Can you reproduce every one of the lines below word for word, leaving nothing out?

Stored items
'''
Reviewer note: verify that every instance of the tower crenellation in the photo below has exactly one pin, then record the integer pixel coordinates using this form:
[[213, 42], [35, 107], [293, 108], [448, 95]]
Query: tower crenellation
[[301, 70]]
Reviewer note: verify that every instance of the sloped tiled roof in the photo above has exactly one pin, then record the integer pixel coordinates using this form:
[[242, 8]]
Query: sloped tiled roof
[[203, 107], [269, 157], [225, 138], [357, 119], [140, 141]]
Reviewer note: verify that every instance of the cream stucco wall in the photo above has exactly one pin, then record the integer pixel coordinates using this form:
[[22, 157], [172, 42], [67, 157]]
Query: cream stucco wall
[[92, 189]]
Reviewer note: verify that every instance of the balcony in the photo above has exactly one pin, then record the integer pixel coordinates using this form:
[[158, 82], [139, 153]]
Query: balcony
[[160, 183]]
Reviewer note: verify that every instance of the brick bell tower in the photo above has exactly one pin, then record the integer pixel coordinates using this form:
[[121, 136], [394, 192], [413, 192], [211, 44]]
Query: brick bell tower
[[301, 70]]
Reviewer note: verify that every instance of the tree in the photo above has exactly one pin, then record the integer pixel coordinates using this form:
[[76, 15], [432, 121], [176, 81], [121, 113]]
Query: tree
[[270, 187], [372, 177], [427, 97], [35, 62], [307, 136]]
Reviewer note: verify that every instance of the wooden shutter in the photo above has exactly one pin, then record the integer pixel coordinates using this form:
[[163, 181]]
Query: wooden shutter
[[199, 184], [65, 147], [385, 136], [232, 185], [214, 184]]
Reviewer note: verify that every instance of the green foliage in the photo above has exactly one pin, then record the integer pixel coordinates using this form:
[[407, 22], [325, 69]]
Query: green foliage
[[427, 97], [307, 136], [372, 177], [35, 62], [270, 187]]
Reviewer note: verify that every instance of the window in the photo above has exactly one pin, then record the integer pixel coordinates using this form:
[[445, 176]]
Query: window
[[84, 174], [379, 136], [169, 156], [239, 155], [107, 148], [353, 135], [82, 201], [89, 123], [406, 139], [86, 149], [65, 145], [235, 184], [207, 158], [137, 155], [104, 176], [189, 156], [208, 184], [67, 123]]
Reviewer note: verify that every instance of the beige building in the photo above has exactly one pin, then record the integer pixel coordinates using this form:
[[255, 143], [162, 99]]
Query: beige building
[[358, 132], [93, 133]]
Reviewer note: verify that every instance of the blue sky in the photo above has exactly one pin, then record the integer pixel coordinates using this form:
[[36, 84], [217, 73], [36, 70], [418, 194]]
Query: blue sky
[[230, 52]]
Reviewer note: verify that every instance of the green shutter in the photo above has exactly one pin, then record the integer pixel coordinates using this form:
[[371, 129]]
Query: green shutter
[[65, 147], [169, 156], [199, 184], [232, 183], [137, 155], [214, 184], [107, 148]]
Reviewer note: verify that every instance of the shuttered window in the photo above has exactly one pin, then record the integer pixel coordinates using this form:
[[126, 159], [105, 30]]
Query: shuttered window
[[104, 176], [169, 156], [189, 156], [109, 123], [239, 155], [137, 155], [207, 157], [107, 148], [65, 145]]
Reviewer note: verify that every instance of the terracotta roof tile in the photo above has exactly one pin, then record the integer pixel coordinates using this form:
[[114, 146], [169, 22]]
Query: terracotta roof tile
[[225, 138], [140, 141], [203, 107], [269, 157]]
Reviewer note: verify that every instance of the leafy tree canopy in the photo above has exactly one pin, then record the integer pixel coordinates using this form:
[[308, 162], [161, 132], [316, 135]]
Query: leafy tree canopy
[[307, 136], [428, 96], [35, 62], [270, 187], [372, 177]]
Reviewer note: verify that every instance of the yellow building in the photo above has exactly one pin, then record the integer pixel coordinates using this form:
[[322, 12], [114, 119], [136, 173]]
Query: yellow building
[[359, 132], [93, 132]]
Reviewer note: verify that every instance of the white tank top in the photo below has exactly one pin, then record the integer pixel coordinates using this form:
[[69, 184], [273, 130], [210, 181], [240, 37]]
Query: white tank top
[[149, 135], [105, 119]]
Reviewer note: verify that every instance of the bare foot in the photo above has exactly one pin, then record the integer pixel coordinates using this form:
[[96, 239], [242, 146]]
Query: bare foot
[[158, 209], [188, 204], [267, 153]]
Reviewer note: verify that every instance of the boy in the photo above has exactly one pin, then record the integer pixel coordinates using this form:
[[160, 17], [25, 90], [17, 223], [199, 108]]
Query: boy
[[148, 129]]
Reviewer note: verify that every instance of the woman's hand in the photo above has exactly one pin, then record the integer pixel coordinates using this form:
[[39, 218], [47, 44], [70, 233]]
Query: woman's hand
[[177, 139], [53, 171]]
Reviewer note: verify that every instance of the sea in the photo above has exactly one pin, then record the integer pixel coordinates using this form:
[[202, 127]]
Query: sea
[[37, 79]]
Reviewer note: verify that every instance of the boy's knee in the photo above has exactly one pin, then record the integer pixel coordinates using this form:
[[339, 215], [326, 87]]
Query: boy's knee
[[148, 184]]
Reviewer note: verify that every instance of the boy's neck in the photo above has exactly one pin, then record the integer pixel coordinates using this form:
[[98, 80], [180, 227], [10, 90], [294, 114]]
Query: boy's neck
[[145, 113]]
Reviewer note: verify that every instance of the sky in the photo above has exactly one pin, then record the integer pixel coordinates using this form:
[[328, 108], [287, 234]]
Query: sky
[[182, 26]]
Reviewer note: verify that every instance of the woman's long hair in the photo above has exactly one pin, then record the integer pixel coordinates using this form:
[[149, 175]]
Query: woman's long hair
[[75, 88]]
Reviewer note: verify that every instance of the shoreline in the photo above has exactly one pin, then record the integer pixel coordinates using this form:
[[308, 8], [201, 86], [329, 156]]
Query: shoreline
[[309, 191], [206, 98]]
'''
▶ _RESPONSE_:
Reviewer note: verify that every instance of the tower crenellation in the photo below has exactly one pin, then record the integer pixel coordinates using this form:
[[213, 42], [35, 107], [293, 108], [448, 95]]
Query: tower crenellation
[[301, 70]]
Reviewer note: verify that every instance of the sloped tiled roof in the photo above has exactly one pin, then record the integer pixel coordinates using this form:
[[242, 8]]
Query: sloped tiled roof
[[203, 107], [269, 157], [225, 138], [357, 119], [140, 141]]
Reviewer note: verify that every instance of the cream stucco wall in the photo above has exactly one pin, then record the integer pixel coordinates using this form:
[[22, 157], [172, 42], [67, 157]]
Query: cream stucco wall
[[92, 189]]
Reviewer note: verify that every instance of the balcony in the photo above has exactly one pin, then record the integer pixel coordinates using this form:
[[158, 82], [139, 153]]
Query: balcony
[[160, 183]]
Reviewer note: verify that every instance of the brick bell tower in the photo above has exactly one pin, then record the integer pixel coordinates using this form:
[[121, 136], [394, 192], [413, 192], [211, 44]]
Query: brick bell tower
[[301, 70]]
Reviewer note: verify that every instance of the tree in the photo above has exactly one pin, then record the integer pixel coordinates using this form:
[[76, 15], [432, 121], [176, 81], [121, 113]]
Query: tree
[[270, 187], [372, 177], [427, 97], [35, 62], [307, 136]]
Reviewer note: verify that every instance of the wooden shutter in the photo above has exactly one pin, then record the integer pixel coordinates using this form:
[[163, 181]]
Query: wooden shutter
[[199, 184], [65, 147], [385, 136], [232, 185], [214, 184]]
Reviewer note: verify that every instance of the green foliage in the photo above has exactly one pin, then record the integer pixel coordinates using this form:
[[407, 22], [325, 69]]
Query: green foliage
[[427, 97], [307, 136], [372, 177], [35, 62], [270, 187]]
Reviewer note: verify that every instance of the window in the photo above has exactly one pin, then record the integer pixel coordinates using this form:
[[445, 176]]
Query: window
[[84, 174], [379, 136], [169, 156], [239, 155], [107, 148], [353, 135], [82, 201], [89, 123], [406, 139], [86, 149], [65, 145], [235, 184], [207, 158], [137, 155], [104, 176], [189, 156], [208, 184], [67, 123]]
Reviewer note: verify that every instance of the beige building in the photo above has exactly one pin, then record the integer pixel coordinates using this form:
[[255, 143], [162, 99]]
Query: beige building
[[358, 132], [93, 133]]
Reviewer note: verify that every instance of the blue sky in the photo above has exactly one pin, then record the integer pixel coordinates using this form:
[[36, 84], [217, 73], [36, 70], [418, 194]]
Query: blue sky
[[230, 52]]
Reviewer note: verify that every instance of the green shutter in the photo above has exactly one pin, then record the integer pixel coordinates using this form:
[[371, 129]]
Query: green shutter
[[65, 147], [169, 156], [199, 184], [232, 183], [137, 155], [214, 184], [107, 148]]
Reviewer note: verify that every instance of the shuttered window in the photo above has exactly one pin, then record the integer pixel coordinates using this form:
[[126, 159], [105, 30]]
Query: shuttered window
[[104, 176], [169, 156], [189, 156], [109, 123], [239, 155], [137, 155], [207, 157], [107, 148], [65, 145]]
Reviewer note: verify that every instance of the terracotta roof tile in the photo above has exactly one pin, then record the integer pixel coordinates using this form:
[[114, 146], [169, 22]]
Query: terracotta roof tile
[[225, 138], [140, 141], [203, 107], [269, 157]]
Reviewer note: verify that every instance of the leafy tree canopy in the photo above has exactly one pin, then record the integer pixel coordinates using this form:
[[308, 162], [161, 132], [316, 135]]
Query: leafy tree canopy
[[307, 136], [428, 96], [35, 62], [270, 187], [372, 177]]
Reviewer note: verify that every instance of the yellow building in the photo above has exactly one pin, then record the integer pixel coordinates using this form:
[[322, 12], [114, 119], [136, 173]]
Query: yellow building
[[359, 132], [93, 132]]
Reviewer note: verify that every instance of the white tank top in the photo below has exactly one pin, then record the integer pixel coordinates using this form:
[[69, 184], [273, 130], [210, 181], [240, 37]]
Query: white tank top
[[149, 135], [105, 119]]
Reviewer note: verify that every instance of the bare foot in the photo above has exactly one pin, then record the integer pixel coordinates using this form:
[[96, 239], [242, 146]]
Query: bare foot
[[158, 209], [188, 204], [267, 153]]
Reviewer note: verify that every instance of the boy in the photo above has exactly one pin, then record the integer pixel coordinates using this form:
[[160, 17], [25, 90], [17, 223], [199, 108]]
Query: boy
[[148, 129]]
Reviewer note: verify that every instance of the woman's hand in the photo above has exactly one pin, then record the integer pixel coordinates using this form:
[[39, 218], [47, 44], [70, 233]]
Query: woman's hand
[[177, 139], [53, 171]]
Reviewer note: verify that every instance of the sea in the photo above has exactly one pin, then record the integer pixel coordinates using this form:
[[202, 127]]
Query: sea
[[37, 79]]
Reviewer note: verify that every instance of the boy's knee in the photo above has exactly one pin, then record the integer pixel coordinates using this form:
[[339, 215], [326, 87]]
Query: boy's knee
[[148, 184]]
Reviewer note: verify that every instance of the boy's neck in the photo above has exactly one pin, then record the integer pixel coordinates using this form:
[[98, 80], [180, 227], [10, 90], [294, 114]]
Query: boy's neck
[[145, 113]]
Reviewer note: verify that every instance of the sky in the photo above has exactly one pin, then record the integer pixel coordinates using this form:
[[328, 108], [287, 234]]
Query: sky
[[182, 26]]
Reviewer note: verify that every instance of the woman's long hair in the photo above has exactly one pin, then record the integer pixel coordinates using this form:
[[149, 175]]
Query: woman's long hair
[[75, 88]]
Reviewer note: verify that every instance of the shoreline in the photo above has exactly one pin, then record the integer pixel coordinates using this form:
[[308, 8], [201, 86], [329, 156]]
Query: shoreline
[[309, 191], [206, 98]]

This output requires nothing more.